### Problem details
Rewrite everything in the entries from the line containing "the red stadium" down to the line containing "pixel 427 7", both included, as a numbered list with blank lines omitted.
— Begin Data for this task —
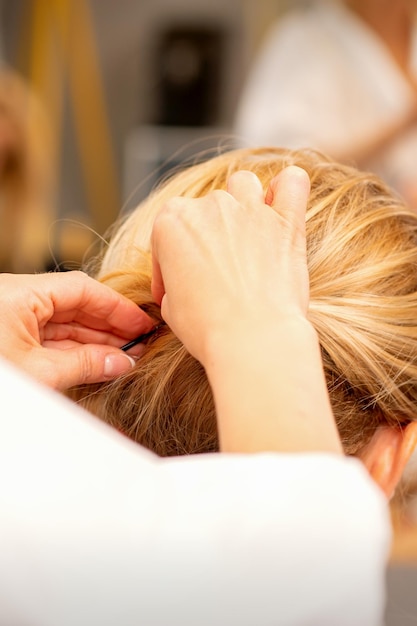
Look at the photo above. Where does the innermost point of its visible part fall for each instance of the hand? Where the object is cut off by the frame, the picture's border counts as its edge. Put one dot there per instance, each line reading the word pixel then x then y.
pixel 65 328
pixel 230 272
pixel 233 256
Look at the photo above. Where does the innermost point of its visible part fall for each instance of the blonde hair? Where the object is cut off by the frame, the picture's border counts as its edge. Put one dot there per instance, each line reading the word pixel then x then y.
pixel 362 258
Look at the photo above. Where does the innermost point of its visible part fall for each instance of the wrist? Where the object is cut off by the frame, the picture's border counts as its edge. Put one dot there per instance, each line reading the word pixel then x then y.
pixel 269 388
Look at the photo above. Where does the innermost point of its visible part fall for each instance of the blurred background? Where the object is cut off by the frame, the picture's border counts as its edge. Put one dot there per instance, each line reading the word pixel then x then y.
pixel 97 99
pixel 126 87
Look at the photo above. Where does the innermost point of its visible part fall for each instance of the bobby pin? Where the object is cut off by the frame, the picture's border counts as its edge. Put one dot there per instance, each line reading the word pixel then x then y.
pixel 141 338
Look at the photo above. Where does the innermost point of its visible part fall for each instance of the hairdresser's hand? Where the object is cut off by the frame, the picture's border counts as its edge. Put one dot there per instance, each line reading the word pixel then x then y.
pixel 65 328
pixel 227 258
pixel 230 271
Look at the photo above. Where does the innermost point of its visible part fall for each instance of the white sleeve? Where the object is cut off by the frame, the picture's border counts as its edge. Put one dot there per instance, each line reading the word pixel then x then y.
pixel 96 531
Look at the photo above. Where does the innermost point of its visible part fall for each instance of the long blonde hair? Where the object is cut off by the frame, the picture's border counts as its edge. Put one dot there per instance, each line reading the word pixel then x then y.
pixel 362 258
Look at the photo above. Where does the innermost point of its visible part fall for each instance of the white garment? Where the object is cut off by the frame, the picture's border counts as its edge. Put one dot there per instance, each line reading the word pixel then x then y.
pixel 323 79
pixel 96 531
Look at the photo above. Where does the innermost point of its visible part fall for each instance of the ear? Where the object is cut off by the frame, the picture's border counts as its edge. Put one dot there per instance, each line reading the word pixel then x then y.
pixel 387 454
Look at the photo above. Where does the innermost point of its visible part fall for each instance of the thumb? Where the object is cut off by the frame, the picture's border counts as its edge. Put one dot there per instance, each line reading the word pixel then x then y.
pixel 85 364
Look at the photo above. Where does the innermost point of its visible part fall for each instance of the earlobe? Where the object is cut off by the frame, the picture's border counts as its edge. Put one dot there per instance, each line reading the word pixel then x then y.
pixel 387 454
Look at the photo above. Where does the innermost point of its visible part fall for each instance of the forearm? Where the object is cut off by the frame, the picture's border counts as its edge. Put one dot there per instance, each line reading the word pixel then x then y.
pixel 270 390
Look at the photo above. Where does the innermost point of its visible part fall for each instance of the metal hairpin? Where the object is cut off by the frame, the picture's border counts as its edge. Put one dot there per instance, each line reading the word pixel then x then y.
pixel 141 338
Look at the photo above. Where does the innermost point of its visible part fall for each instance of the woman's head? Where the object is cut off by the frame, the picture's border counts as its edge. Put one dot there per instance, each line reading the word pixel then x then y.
pixel 362 258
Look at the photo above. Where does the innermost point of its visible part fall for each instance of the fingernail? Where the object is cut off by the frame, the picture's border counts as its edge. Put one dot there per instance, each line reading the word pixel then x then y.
pixel 116 364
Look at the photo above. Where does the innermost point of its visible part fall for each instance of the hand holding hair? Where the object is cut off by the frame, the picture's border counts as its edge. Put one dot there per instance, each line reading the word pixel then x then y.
pixel 230 272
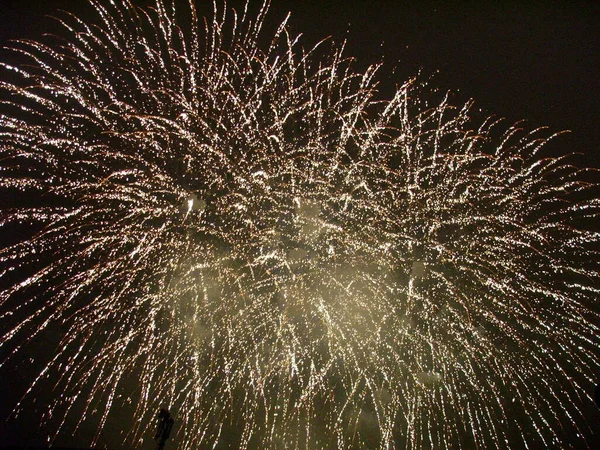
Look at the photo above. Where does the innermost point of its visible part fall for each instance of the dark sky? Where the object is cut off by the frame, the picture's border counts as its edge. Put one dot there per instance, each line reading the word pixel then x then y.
pixel 520 60
pixel 538 61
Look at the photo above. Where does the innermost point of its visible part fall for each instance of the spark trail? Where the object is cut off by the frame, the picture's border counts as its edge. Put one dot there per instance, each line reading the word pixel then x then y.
pixel 250 237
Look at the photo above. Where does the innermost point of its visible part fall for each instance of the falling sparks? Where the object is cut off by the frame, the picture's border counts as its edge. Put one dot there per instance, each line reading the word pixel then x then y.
pixel 249 236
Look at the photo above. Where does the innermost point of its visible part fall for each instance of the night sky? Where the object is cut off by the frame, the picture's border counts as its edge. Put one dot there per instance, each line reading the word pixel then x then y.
pixel 538 61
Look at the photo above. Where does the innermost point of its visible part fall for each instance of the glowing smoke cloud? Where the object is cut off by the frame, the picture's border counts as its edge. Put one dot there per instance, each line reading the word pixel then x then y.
pixel 247 236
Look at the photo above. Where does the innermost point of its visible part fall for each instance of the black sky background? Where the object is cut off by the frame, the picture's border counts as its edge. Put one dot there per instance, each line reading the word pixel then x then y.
pixel 538 61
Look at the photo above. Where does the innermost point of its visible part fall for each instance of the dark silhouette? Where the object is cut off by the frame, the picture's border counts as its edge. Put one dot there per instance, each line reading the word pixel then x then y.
pixel 163 429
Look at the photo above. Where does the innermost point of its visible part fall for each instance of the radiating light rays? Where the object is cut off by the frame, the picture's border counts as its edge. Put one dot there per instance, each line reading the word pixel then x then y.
pixel 247 236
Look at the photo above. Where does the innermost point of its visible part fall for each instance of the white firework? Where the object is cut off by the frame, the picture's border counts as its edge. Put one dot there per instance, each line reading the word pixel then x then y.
pixel 250 237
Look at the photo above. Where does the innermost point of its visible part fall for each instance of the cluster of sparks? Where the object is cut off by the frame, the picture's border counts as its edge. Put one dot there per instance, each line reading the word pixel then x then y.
pixel 247 236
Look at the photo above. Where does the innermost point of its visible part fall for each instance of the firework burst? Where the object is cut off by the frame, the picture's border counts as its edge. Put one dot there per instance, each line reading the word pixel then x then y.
pixel 247 235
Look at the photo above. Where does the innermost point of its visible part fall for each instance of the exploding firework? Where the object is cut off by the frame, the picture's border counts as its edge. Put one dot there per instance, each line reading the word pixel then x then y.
pixel 247 235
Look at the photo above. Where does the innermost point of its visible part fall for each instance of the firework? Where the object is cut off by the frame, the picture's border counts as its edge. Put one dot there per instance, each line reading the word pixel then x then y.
pixel 250 237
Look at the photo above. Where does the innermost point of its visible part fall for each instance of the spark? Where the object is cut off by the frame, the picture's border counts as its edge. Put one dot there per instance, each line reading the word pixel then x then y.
pixel 251 237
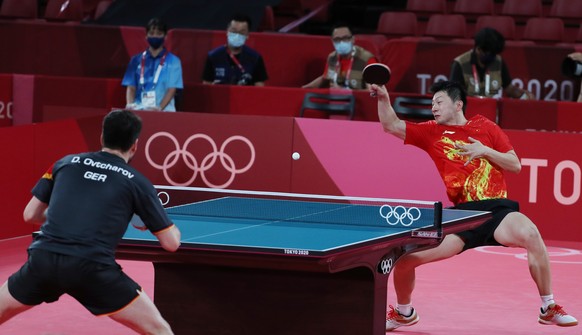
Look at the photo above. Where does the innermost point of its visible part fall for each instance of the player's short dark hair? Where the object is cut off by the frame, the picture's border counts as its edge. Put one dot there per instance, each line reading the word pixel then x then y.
pixel 157 24
pixel 239 17
pixel 453 89
pixel 340 25
pixel 120 128
pixel 490 40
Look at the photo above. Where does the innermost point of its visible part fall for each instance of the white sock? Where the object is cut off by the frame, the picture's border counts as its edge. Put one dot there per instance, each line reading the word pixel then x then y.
pixel 547 300
pixel 405 310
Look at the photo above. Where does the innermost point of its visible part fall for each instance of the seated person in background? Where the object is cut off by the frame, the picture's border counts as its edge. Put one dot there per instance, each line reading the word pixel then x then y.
pixel 345 65
pixel 235 63
pixel 153 76
pixel 482 71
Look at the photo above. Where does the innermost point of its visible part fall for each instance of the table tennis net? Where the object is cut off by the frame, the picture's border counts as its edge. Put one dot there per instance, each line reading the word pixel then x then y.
pixel 380 213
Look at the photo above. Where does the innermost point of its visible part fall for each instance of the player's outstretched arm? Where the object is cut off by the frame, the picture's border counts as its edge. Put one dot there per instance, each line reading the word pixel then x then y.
pixel 169 238
pixel 388 118
pixel 35 211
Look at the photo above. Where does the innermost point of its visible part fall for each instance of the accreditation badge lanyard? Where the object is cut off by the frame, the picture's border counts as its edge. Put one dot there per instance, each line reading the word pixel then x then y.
pixel 236 62
pixel 158 70
pixel 487 80
pixel 338 69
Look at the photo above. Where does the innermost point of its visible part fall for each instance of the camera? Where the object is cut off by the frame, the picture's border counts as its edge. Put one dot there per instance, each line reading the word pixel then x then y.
pixel 571 68
pixel 245 80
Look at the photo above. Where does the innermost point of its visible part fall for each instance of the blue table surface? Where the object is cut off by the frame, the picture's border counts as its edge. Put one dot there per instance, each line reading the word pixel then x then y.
pixel 284 225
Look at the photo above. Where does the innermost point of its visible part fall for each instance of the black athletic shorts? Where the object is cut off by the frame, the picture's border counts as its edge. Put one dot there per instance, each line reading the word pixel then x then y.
pixel 101 288
pixel 483 235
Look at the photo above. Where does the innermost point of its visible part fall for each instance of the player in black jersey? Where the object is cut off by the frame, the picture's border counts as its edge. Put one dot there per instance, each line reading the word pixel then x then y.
pixel 85 202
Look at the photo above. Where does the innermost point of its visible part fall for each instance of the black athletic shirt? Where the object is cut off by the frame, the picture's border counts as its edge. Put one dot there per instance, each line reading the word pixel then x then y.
pixel 91 198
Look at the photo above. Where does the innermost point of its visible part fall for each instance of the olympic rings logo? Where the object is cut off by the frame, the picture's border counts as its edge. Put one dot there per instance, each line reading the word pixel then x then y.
pixel 399 215
pixel 216 156
pixel 385 265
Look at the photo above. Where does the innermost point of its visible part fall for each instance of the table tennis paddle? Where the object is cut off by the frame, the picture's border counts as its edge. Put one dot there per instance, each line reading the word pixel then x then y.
pixel 376 73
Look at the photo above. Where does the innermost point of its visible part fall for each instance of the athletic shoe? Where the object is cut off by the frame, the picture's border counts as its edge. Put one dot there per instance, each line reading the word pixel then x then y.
pixel 394 319
pixel 555 315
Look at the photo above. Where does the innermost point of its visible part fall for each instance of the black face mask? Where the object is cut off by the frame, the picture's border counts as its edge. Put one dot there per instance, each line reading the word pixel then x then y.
pixel 156 42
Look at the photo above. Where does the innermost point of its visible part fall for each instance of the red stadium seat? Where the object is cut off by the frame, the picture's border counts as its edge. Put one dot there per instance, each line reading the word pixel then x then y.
pixel 544 30
pixel 567 9
pixel 570 11
pixel 503 24
pixel 24 9
pixel 101 8
pixel 427 7
pixel 471 8
pixel 64 10
pixel 446 26
pixel 521 10
pixel 397 24
pixel 268 20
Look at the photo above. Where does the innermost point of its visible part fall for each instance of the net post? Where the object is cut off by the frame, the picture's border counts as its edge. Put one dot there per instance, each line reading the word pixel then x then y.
pixel 438 218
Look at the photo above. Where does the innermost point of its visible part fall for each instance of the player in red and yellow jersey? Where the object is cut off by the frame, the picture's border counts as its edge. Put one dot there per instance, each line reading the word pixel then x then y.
pixel 471 157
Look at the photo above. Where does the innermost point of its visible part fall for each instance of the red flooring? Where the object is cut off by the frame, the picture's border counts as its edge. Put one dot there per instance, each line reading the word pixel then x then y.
pixel 485 291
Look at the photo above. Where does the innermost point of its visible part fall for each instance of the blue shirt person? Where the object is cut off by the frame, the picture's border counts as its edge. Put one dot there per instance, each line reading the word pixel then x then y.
pixel 153 76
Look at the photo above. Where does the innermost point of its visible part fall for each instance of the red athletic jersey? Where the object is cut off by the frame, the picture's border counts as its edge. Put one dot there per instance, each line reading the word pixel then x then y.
pixel 480 179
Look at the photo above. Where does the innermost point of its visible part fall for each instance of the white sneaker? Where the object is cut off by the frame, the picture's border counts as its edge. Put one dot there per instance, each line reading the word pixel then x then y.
pixel 555 315
pixel 394 319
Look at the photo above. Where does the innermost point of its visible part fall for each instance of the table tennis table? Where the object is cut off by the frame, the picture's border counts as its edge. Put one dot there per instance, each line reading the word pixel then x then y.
pixel 267 266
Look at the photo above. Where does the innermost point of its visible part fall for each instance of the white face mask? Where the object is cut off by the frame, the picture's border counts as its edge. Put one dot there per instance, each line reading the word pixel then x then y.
pixel 235 40
pixel 343 48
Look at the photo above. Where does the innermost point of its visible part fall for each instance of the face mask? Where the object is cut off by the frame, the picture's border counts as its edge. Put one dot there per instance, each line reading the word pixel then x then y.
pixel 236 40
pixel 156 42
pixel 343 48
pixel 487 59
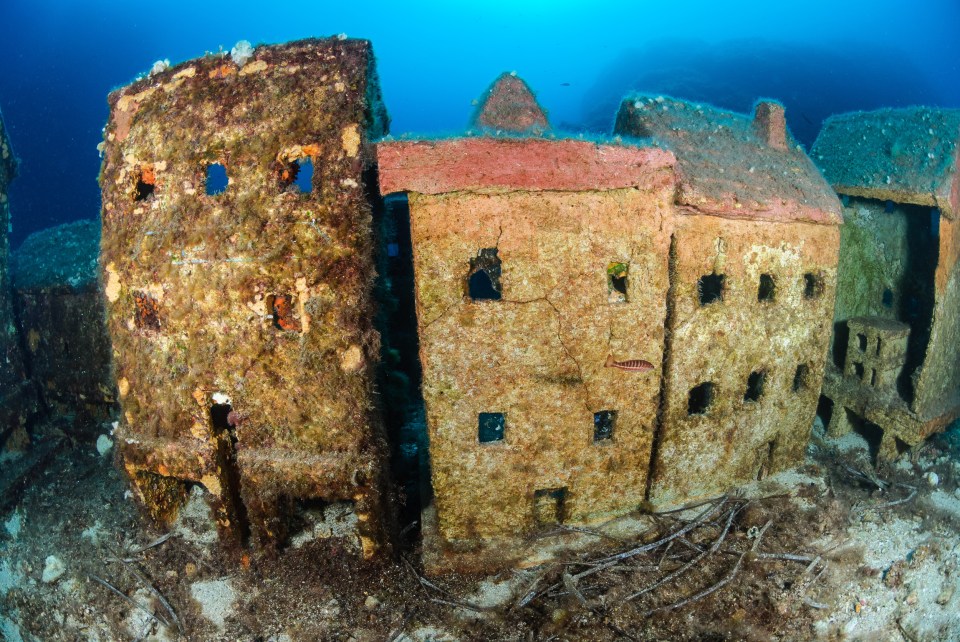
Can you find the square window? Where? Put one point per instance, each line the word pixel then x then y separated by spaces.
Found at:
pixel 700 399
pixel 617 282
pixel 548 506
pixel 483 283
pixel 710 288
pixel 603 425
pixel 490 427
pixel 755 385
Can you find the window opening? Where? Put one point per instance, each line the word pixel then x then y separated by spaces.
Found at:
pixel 217 180
pixel 710 288
pixel 490 427
pixel 767 288
pixel 548 506
pixel 813 285
pixel 146 183
pixel 603 425
pixel 617 282
pixel 755 384
pixel 801 378
pixel 484 281
pixel 700 399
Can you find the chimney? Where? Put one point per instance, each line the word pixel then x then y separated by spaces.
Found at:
pixel 770 123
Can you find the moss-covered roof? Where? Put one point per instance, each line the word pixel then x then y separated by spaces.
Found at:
pixel 58 257
pixel 8 161
pixel 727 165
pixel 905 155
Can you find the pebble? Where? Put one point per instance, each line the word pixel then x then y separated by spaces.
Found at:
pixel 53 569
pixel 945 595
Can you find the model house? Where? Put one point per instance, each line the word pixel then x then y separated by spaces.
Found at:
pixel 610 325
pixel 894 375
pixel 237 267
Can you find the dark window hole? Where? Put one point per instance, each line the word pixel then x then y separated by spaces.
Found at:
pixel 484 281
pixel 217 180
pixel 700 399
pixel 603 425
pixel 767 288
pixel 281 309
pixel 146 183
pixel 813 285
pixel 887 298
pixel 147 311
pixel 710 288
pixel 490 427
pixel 755 384
pixel 617 282
pixel 801 378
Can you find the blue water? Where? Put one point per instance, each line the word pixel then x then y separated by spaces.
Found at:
pixel 59 58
— End Data for this task —
### Response to this task
1. Look at the photo above. Where does the innermost point of its visible part fall for each instance of the red stadium seat? Where the object is cut off by the frame, the picture's border counts as its edge. Put one dot there per instance, each line reading the word pixel then x then y.
2. pixel 544 30
3. pixel 567 9
4. pixel 570 11
5. pixel 503 24
6. pixel 24 9
7. pixel 101 8
8. pixel 427 7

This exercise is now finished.